::: TEXT PROVIDED
Tuesday, June 16, 2009

10 Childhood Movie Moments That Scarred Me For Life

Today I bring you a list of nine movies I saw as a kid that permanently warped my young mind and turned me into the twisted creature you see today. Some were movies I should never have seen in the first place. However, the bulk of these were children's movies; which begs the question, just what were those shitfucks in Hollywood thinking? Let's see if we can create a few serial killers while we're at it? Who knows. This list ascends in evil power as it moves along.



10) Bambi's Mom Gets Capped: Off the rip, I was apprehensive that something was going to happen to Bambie's foxy mom. After all, how many Disney characters have mothers? Sure enough, with shouts of "run Bambi!" the mother is brutally gunned down in the first 5 minutes of the movie. I'm sure the Disney execs wanted to add a scene where the hunter gutted the carcass and Bambi watched as two hunting dogs fought over the spilled entrails. I loved this movie as a kid, but hated watching the first ten minutes because of this shit. Also, it ruined future Disney movies for me because every time any character had a living mother, I was just waiting for some awful shit to happen to her. The Lion King is a prime example. I was on edge until the very end of the movie just waiting for that sleek lioness to get ganked. When nothing happened I was relieved Relieved until I grew up and realized that Simba's uncle was raping the shit out of her the whole time he was off burning spliffs with that degenerate warthog and sketchy meerkat.
::::::
::: DATA
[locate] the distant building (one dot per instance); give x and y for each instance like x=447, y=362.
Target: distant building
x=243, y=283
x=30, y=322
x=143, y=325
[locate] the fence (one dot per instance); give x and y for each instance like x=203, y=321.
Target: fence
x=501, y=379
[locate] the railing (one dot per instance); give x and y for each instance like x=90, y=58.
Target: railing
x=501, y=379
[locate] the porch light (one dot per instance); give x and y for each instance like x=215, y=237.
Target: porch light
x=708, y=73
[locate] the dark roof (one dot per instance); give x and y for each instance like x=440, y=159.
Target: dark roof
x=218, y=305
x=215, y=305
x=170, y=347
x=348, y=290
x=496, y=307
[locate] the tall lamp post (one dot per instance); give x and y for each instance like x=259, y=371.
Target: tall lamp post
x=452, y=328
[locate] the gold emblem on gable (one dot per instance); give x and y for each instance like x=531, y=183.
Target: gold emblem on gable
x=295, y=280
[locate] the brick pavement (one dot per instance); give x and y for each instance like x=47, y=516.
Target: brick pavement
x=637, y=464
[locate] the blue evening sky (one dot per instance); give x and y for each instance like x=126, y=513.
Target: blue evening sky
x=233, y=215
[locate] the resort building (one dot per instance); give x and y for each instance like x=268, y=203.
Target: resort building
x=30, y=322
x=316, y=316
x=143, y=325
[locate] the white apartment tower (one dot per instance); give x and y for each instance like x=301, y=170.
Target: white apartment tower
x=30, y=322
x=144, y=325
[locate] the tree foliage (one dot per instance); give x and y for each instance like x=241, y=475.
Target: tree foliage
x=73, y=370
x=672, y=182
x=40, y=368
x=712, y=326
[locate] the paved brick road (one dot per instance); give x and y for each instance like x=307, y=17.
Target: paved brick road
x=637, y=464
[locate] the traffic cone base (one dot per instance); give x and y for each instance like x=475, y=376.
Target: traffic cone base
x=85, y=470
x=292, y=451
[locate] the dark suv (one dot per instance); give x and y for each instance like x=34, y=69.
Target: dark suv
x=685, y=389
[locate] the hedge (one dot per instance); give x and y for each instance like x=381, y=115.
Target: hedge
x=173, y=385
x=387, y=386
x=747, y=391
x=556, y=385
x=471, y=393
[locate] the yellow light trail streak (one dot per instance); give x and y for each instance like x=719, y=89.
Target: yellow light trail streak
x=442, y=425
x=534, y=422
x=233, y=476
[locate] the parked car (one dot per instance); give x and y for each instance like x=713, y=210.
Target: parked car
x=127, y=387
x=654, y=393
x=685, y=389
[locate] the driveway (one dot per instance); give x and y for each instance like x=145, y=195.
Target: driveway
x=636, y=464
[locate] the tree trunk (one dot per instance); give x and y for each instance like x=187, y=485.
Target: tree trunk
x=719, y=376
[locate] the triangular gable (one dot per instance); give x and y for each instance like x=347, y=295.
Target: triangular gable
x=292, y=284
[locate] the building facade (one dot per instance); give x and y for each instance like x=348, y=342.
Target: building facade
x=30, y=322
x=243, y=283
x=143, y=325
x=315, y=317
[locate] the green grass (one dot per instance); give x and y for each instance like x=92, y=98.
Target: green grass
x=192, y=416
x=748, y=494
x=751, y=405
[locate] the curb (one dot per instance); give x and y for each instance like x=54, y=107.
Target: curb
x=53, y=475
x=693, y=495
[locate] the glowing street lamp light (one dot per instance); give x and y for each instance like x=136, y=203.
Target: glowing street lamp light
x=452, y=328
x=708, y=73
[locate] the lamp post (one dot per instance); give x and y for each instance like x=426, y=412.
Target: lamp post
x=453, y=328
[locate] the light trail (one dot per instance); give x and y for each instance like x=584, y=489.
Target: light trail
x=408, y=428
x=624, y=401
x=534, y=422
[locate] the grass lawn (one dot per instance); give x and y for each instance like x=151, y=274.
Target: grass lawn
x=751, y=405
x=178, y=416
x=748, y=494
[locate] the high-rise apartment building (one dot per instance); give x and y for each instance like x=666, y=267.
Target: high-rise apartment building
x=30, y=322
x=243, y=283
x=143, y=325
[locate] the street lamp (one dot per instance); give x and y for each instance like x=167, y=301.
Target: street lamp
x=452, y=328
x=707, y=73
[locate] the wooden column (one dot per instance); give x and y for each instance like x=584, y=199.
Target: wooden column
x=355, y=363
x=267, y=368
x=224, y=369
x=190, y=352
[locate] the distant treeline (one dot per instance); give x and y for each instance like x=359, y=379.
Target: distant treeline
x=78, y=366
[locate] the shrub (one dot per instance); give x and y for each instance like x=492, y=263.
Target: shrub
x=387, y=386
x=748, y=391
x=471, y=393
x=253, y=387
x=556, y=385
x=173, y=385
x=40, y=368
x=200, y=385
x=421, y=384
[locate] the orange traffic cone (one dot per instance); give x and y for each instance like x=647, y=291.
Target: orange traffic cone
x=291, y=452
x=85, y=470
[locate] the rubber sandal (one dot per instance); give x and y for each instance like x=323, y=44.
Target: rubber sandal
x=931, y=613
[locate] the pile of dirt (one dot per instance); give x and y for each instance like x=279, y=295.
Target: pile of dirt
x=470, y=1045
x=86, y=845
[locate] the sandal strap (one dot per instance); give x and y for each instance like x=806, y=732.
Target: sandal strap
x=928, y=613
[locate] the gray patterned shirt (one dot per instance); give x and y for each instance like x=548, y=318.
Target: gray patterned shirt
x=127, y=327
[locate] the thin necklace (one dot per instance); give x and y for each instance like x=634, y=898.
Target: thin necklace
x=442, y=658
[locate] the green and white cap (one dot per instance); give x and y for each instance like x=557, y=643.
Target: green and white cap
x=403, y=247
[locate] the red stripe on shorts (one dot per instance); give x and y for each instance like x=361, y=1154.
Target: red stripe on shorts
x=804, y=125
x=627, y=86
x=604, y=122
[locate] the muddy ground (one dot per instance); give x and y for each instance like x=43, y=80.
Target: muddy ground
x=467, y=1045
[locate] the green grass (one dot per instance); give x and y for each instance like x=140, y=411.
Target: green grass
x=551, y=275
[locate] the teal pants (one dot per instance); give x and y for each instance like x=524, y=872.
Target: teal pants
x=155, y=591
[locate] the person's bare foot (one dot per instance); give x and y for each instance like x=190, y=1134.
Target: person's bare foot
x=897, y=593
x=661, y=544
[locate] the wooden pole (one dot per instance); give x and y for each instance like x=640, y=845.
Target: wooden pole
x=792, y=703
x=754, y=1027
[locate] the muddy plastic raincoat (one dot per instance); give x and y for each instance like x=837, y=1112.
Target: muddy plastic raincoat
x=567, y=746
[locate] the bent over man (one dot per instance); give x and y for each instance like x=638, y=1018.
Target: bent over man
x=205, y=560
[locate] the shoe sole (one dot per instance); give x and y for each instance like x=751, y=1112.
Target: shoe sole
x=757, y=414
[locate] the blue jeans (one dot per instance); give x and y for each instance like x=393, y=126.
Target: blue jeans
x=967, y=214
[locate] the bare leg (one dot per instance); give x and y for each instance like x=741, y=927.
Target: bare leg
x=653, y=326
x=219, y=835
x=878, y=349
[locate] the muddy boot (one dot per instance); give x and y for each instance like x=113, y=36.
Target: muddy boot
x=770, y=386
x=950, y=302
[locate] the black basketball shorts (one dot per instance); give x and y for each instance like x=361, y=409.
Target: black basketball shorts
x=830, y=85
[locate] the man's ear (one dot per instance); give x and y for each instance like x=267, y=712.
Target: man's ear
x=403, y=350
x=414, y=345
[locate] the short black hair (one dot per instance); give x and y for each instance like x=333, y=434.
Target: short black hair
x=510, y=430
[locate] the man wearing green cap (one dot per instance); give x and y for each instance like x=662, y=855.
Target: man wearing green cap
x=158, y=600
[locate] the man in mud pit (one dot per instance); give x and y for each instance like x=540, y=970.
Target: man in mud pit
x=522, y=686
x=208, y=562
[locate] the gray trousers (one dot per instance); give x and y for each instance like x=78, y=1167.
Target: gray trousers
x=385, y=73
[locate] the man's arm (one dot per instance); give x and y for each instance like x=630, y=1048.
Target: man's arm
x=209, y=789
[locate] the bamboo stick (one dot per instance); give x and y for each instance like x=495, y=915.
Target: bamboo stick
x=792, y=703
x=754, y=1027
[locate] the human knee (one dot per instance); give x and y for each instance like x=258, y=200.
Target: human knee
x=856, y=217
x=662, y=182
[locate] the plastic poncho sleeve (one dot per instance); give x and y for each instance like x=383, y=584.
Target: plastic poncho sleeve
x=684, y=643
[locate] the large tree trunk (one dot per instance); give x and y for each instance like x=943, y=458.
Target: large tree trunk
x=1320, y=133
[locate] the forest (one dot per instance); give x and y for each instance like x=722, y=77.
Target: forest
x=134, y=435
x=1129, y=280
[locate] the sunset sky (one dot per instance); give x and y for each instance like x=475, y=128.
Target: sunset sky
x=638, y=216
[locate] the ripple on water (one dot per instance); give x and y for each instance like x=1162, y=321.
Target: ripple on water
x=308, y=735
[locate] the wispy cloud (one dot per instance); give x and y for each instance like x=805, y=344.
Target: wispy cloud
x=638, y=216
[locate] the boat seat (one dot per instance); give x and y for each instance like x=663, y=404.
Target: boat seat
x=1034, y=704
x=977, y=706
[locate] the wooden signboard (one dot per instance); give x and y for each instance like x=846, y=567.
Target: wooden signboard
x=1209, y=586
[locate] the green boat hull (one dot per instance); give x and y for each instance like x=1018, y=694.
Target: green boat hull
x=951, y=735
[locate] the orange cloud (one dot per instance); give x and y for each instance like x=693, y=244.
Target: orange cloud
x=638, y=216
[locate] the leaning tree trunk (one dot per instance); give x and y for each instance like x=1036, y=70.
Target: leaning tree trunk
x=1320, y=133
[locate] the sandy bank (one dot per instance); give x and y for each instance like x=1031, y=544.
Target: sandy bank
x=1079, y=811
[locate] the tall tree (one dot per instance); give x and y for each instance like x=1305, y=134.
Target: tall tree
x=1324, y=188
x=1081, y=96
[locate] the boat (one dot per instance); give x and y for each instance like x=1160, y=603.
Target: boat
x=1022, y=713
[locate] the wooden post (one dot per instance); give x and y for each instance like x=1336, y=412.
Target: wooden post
::::::
» REQUIRED WORK
Answer these questions about the movie-moments post above:
1. On what date was the post published?
2. According to the introduction, how is the list ordered?
3. Which movie does the Bambi entry name as a prime example of a film it ruined?

» FULL SOLUTION
1. Tuesday, June 16, 2009.
2. It ascends in evil power as it moves along.
3. The Lion King.